Saved entries:
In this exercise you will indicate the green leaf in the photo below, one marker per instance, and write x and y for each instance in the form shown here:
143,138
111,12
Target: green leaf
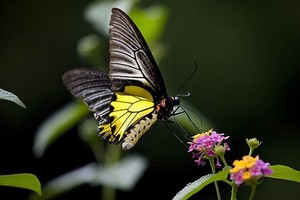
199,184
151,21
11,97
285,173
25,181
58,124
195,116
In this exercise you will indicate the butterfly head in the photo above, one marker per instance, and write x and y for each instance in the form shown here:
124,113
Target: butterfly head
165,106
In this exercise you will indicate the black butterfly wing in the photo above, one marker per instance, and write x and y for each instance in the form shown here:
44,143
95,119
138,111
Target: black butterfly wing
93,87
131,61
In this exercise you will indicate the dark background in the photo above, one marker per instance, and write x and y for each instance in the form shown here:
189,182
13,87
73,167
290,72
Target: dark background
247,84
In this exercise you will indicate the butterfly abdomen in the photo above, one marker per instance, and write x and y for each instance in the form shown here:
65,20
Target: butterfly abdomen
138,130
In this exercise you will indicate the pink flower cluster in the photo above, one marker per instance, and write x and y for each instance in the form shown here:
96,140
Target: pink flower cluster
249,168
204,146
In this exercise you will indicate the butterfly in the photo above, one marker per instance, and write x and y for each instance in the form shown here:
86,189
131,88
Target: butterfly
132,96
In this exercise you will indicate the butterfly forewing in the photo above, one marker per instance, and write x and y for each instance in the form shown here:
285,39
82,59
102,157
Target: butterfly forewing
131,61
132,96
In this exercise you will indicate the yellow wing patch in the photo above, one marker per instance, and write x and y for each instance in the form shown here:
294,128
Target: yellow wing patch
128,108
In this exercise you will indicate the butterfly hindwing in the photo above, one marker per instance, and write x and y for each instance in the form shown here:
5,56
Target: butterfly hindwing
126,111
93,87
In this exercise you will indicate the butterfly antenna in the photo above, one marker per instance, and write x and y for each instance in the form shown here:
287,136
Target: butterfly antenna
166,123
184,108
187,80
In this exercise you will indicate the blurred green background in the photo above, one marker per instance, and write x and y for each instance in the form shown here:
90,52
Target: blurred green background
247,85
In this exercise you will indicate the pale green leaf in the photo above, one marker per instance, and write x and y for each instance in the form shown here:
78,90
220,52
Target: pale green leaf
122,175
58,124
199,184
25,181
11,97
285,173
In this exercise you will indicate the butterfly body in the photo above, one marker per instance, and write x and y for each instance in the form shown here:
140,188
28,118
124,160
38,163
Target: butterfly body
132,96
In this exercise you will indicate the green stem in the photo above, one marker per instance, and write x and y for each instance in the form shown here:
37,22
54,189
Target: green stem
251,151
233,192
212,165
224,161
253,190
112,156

*ABOUT THIS TASK*. Look above for the line with "Target: blurred green background" and the line with "In this exercise you will indicate the butterfly body"; transcribe both and all lines in between, exactly, and nothing else.

*SOLUTION FOR THIS EXERCISE*.
Target: blurred green background
247,85
In this exercise you will indicate the pale green leaf in the photo above, one marker per instance, and write x and y for each instance in the form shown here:
78,90
220,52
Target: pale green leaf
122,175
58,124
199,184
25,181
11,97
285,173
In this exercise you will indicate the butterfly body in the photo above, one marker per instance, and write x and y for each instance in the form shown here:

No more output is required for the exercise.